§ **What the task asks**
Copy the material from the line with "glass shown in this photo?" up to and including its last line, swapping "pin" for "marker" and leaving everything else unchanged.

§ **Material for this exercise**
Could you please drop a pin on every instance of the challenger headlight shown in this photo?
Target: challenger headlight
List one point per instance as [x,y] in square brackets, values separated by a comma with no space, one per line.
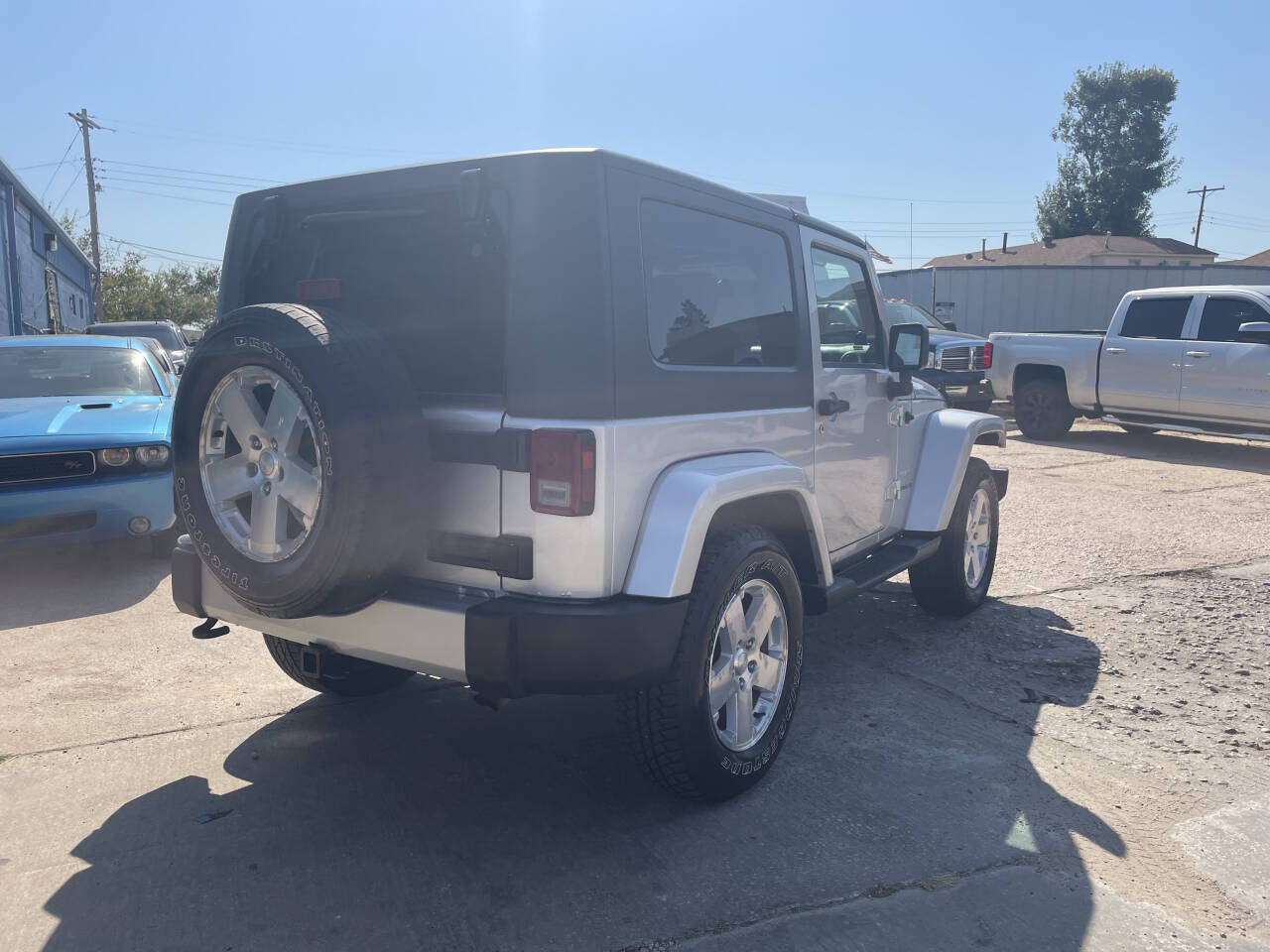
[153,456]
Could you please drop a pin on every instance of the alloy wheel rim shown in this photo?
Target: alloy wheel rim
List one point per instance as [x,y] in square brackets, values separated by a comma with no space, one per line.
[261,463]
[978,538]
[748,661]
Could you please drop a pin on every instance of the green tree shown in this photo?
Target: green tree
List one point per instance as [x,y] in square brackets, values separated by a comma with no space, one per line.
[1115,127]
[131,293]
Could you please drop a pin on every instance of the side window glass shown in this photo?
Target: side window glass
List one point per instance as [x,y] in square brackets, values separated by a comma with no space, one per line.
[1156,317]
[720,293]
[849,330]
[1223,315]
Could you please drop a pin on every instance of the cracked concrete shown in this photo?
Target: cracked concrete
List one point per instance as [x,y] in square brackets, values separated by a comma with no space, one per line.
[1080,765]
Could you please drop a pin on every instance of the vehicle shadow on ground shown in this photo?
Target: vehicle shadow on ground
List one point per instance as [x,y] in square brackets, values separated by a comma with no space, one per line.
[422,820]
[76,581]
[1164,447]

§ **Exercise solution**
Could you please drop a marker on every instance of the side window glass shown in this photo?
Target: side window glass
List one point per instance as [x,y] in square brackets, values separated by a comma with no space, one per line.
[1156,317]
[720,293]
[849,330]
[1223,315]
Could you please drop a marker on every instance of the cracked concrete shown in this photo?
Target: cracked concrete
List one point per instance as [x,y] in square brackets, values separated by a comma with no space, one per line.
[1080,765]
Could you please drop a marker on every instance of the vehicle shadow on ground shown in this photo?
Target: vehicle shadow on ground
List one point per instance as [x,y] in square brackets, values separated by a comma with no space, one per line.
[422,820]
[76,581]
[1164,447]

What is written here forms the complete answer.